#### THE PROBLEM:
Gather every line of the data below that contains the word "ceramic". Uppercase and lowercase letters count as different.

#### DATA FOR THE TASK:

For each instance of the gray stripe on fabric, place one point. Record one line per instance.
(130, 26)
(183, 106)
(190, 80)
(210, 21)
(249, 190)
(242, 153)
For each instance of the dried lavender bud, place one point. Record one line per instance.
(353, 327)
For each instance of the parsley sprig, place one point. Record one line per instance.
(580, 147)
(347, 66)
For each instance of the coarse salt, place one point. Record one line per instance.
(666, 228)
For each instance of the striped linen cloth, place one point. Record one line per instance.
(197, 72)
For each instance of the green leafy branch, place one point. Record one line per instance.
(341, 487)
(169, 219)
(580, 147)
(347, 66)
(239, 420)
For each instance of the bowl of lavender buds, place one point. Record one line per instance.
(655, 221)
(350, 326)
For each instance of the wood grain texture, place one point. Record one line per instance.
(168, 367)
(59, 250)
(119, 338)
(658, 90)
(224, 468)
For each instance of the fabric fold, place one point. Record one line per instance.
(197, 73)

--

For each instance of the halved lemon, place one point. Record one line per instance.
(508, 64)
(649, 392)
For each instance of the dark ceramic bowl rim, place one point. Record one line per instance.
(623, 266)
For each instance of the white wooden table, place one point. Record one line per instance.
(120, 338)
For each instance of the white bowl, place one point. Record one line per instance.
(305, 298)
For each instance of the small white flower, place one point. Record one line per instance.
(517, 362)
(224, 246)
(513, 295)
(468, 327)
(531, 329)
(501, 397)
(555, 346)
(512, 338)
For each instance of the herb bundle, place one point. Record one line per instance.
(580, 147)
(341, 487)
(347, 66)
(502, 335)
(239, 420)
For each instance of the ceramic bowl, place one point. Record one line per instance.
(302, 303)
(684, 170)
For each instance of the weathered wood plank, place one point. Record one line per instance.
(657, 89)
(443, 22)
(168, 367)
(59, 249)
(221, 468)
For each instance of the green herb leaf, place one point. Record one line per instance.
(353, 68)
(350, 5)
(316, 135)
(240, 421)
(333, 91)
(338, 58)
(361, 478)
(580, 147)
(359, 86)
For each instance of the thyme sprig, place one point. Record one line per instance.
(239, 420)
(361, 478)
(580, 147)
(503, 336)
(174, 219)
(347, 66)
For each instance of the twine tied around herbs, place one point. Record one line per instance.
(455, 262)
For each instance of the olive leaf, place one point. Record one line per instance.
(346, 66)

==

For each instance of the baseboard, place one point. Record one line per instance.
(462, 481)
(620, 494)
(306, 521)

#### TASK SOLUTION:
For each instance of the dark ceramic bowl rim, place one point. Record one line per instance.
For each instance of the ceramic bowl, place one point. Record one line per instance.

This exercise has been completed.